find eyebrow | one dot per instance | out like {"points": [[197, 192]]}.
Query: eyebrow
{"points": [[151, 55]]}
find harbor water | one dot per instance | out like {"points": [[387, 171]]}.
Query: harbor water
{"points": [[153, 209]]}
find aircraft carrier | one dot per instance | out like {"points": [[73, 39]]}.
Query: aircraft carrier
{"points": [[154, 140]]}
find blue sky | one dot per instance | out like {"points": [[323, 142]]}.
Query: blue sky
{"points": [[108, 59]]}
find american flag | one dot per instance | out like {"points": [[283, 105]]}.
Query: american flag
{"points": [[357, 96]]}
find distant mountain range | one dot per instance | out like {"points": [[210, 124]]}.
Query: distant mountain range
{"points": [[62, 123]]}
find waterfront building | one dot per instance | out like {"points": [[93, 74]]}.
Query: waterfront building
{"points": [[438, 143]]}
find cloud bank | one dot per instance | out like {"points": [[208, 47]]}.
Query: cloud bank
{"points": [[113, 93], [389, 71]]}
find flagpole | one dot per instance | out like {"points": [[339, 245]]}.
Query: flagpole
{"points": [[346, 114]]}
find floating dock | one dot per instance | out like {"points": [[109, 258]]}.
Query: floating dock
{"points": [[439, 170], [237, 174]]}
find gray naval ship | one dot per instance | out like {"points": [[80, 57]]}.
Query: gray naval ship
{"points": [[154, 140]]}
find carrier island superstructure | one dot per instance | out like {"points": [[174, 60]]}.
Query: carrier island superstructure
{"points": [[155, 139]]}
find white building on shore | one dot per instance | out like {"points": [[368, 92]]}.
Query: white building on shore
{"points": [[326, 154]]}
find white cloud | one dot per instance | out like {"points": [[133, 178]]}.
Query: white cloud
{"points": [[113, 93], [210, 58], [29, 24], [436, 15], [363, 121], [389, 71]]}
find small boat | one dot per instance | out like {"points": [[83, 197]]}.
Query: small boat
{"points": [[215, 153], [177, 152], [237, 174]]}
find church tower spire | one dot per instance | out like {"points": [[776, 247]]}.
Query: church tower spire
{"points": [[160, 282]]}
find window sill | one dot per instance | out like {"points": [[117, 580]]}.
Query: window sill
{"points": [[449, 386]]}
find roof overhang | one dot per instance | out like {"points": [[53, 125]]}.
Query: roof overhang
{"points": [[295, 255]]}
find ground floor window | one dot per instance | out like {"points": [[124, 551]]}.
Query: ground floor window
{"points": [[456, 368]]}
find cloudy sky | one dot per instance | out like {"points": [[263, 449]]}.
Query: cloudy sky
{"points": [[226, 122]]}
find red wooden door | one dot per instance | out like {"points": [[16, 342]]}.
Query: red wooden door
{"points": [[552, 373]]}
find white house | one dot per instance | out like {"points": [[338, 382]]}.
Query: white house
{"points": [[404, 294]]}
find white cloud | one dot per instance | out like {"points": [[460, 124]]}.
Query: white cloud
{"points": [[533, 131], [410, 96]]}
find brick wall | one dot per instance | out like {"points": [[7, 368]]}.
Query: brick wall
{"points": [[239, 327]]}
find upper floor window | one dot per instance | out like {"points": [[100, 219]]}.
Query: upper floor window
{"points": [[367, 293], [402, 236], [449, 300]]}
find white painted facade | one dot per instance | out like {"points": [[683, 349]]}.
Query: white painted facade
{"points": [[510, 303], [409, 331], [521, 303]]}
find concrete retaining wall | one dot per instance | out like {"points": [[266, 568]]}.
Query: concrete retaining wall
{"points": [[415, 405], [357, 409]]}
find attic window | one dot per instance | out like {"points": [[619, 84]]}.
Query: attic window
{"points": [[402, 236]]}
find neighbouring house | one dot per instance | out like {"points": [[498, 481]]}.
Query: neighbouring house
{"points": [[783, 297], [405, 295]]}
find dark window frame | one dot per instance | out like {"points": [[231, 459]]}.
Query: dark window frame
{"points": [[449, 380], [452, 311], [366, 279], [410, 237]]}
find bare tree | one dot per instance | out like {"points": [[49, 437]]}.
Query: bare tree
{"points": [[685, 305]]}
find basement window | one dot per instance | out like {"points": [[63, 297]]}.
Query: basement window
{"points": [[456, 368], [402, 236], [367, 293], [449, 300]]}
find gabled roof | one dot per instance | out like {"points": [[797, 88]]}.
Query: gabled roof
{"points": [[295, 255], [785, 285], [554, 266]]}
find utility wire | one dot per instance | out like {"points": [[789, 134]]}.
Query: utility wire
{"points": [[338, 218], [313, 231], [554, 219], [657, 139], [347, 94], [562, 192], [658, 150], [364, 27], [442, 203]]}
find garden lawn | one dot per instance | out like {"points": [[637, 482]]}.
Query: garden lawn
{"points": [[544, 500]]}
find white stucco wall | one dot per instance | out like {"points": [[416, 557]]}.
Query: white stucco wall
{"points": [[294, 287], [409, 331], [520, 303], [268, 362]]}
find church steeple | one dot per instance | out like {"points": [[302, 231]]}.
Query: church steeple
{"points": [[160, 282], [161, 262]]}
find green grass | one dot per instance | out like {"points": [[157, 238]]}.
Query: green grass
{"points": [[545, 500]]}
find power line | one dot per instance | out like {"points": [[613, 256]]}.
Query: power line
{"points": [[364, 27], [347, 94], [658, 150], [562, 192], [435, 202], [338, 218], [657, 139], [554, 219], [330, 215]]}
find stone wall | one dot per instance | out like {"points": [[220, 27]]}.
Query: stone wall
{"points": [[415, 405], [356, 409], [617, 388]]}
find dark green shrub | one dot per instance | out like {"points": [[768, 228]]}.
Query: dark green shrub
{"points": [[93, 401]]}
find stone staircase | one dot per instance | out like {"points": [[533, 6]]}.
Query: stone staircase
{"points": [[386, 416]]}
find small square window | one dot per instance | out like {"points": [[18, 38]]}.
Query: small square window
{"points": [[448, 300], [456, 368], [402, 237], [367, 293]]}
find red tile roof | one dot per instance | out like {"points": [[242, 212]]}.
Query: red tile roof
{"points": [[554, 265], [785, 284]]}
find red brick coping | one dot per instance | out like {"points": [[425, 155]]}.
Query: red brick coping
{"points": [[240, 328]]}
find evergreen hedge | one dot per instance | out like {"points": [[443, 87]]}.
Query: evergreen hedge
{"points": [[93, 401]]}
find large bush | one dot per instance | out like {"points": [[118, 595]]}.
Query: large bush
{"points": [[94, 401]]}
——
Exercise details - Reprint every entry exactly.

Response -
find eyebrow | one dot per instance | out like {"points": [[197, 192]]}.
Query: eyebrow
{"points": [[151, 55]]}
find harbor water | one dot per instance | out like {"points": [[387, 171]]}.
Query: harbor water
{"points": [[153, 209]]}
find aircraft carrier | one dot per instance | out like {"points": [[73, 39]]}.
Query: aircraft carrier
{"points": [[154, 140]]}
find blue sky | one dot per instance | out like {"points": [[323, 142]]}.
Query: blue sky
{"points": [[108, 59]]}
find american flag | one dot per instance | out like {"points": [[283, 105]]}.
Query: american flag
{"points": [[357, 96]]}
find distant mountain range | one dot per instance | out like {"points": [[210, 124]]}.
Query: distant mountain range
{"points": [[62, 123]]}
find waterfront building | one dot per instance | out like {"points": [[93, 74]]}.
Query: waterfront building
{"points": [[438, 143]]}
find cloud bank | one dot per instance | out like {"points": [[208, 47]]}.
Query: cloud bank
{"points": [[113, 93], [389, 71]]}
find flagpole | one dot per instance | out like {"points": [[339, 245]]}.
Query: flagpole
{"points": [[346, 114]]}
find floating dock | one dot per instance | out like {"points": [[109, 258]]}.
Query: floating dock
{"points": [[439, 170], [237, 174]]}
find gray naval ship | one dot per instance | out like {"points": [[80, 57]]}.
Query: gray naval ship
{"points": [[154, 140]]}
find carrier island superstructure | one dot per instance | out like {"points": [[174, 60]]}.
Query: carrier island superstructure
{"points": [[155, 139]]}
find white building on shore | one dot per instance | out like {"points": [[368, 92]]}.
Query: white building on shore
{"points": [[326, 154]]}
find white cloud | one dot per instance | out like {"points": [[133, 178]]}.
Query: white cloud
{"points": [[113, 93], [210, 58], [29, 24], [436, 15], [363, 121], [389, 71]]}
find small boat | one dot per instance | out like {"points": [[83, 197]]}.
Query: small boat
{"points": [[215, 153], [177, 152], [237, 174]]}
find church tower spire | one dot per instance | out like {"points": [[776, 247]]}.
Query: church tower spire
{"points": [[160, 282]]}
find window sill | one dot per instance | out like {"points": [[117, 580]]}.
Query: window sill
{"points": [[449, 386]]}
find roof overhang | one dot per instance | out like {"points": [[53, 125]]}.
Query: roof overhang
{"points": [[295, 255]]}
find ground floor window | one dot per instance | out like {"points": [[124, 551]]}.
Query: ground floor window
{"points": [[456, 368]]}
find cloudy sky | one dot per instance | out like {"points": [[263, 449]]}.
Query: cloudy sky
{"points": [[226, 122]]}
find red wooden door | one dot per instance | out like {"points": [[16, 342]]}.
Query: red wooden door
{"points": [[552, 373]]}
find white house | one dot per instance | out like {"points": [[338, 382]]}.
Query: white house
{"points": [[404, 294]]}
find white cloud | one dot per instance | out like {"points": [[460, 124]]}.
Query: white cloud
{"points": [[533, 131], [410, 96]]}
find brick wall | one dot per instance | out like {"points": [[7, 368]]}.
Query: brick wall
{"points": [[239, 327]]}
find upper floor window | one dot per instance | out like {"points": [[100, 219]]}.
Query: upper floor window
{"points": [[367, 293], [402, 236], [449, 300]]}
find white painted facade | one dot per instance | out like {"points": [[683, 349]]}.
Query: white painted facade
{"points": [[510, 303], [409, 331], [521, 303]]}
find concrete retaining wall | one dot per instance | out like {"points": [[266, 568]]}.
Query: concrete retaining wall
{"points": [[415, 405], [357, 409]]}
find attic window | one dot per instance | out like {"points": [[619, 84]]}.
Query: attic window
{"points": [[402, 236]]}
find neighbouring house | one dot per instance | out like {"points": [[498, 481]]}.
Query: neighbouring house
{"points": [[783, 297], [405, 295]]}
find dark window frame | one dot per instance | out like {"points": [[231, 459]]}.
Query: dark window frame
{"points": [[449, 380], [452, 311], [366, 279], [410, 237]]}
find bare tree | one dot per instance | out like {"points": [[49, 437]]}.
Query: bare tree
{"points": [[685, 305]]}
find basement window | one dot per instance | out like {"points": [[63, 297]]}.
Query: basement window
{"points": [[456, 368], [402, 236], [367, 293], [449, 300]]}
find gabled roof | one dot per instance | out like {"points": [[797, 88]]}.
Query: gabled roof
{"points": [[295, 255], [785, 285], [554, 266]]}
find utility wire | one dot per instance | out like {"points": [[789, 134]]}.
Query: utility wire
{"points": [[338, 218], [313, 231], [554, 219], [657, 139], [347, 94], [562, 192], [658, 150], [364, 27], [442, 203]]}
find garden lawn | one dot per instance | out like {"points": [[637, 482]]}.
Query: garden lawn
{"points": [[544, 500]]}
find white stucco wall | one dot per instance | out like {"points": [[416, 557]]}.
Query: white stucco wall
{"points": [[294, 287], [409, 331], [520, 303], [268, 362]]}
find church steeple | one dot per instance | out like {"points": [[302, 231]]}.
Query: church steeple
{"points": [[160, 282], [161, 262]]}
find green grass | one dot per instance | out like {"points": [[157, 238]]}.
Query: green grass
{"points": [[545, 500]]}
find power line | one dot per instance | out like {"points": [[613, 256]]}.
Query: power line
{"points": [[364, 27], [347, 94], [658, 150], [562, 192], [435, 202], [338, 218], [657, 139], [554, 219], [330, 215]]}
find stone wall | one dot per instance | out like {"points": [[220, 27]]}.
Query: stone wall
{"points": [[415, 405], [356, 409], [617, 388]]}
find dark green shrub | one dot per instance | out like {"points": [[768, 228]]}.
Query: dark green shrub
{"points": [[93, 401]]}
find stone staircase | one dot per instance | out like {"points": [[533, 6]]}.
Query: stone staircase
{"points": [[386, 416]]}
find small square window | one dot per instance | out like {"points": [[18, 38]]}.
Query: small square window
{"points": [[448, 300], [456, 368], [402, 237], [367, 293]]}
find red tile roof | one dot per instance | out like {"points": [[242, 212]]}.
Query: red tile roof
{"points": [[554, 265], [785, 284]]}
find red brick coping | one dot per instance | out like {"points": [[425, 155]]}.
Query: red brick coping
{"points": [[240, 328]]}
find evergreen hedge | one dot per instance | out like {"points": [[443, 87]]}.
Query: evergreen hedge
{"points": [[93, 401]]}
find large bush | one dot per instance | out like {"points": [[118, 595]]}.
Query: large bush
{"points": [[94, 401]]}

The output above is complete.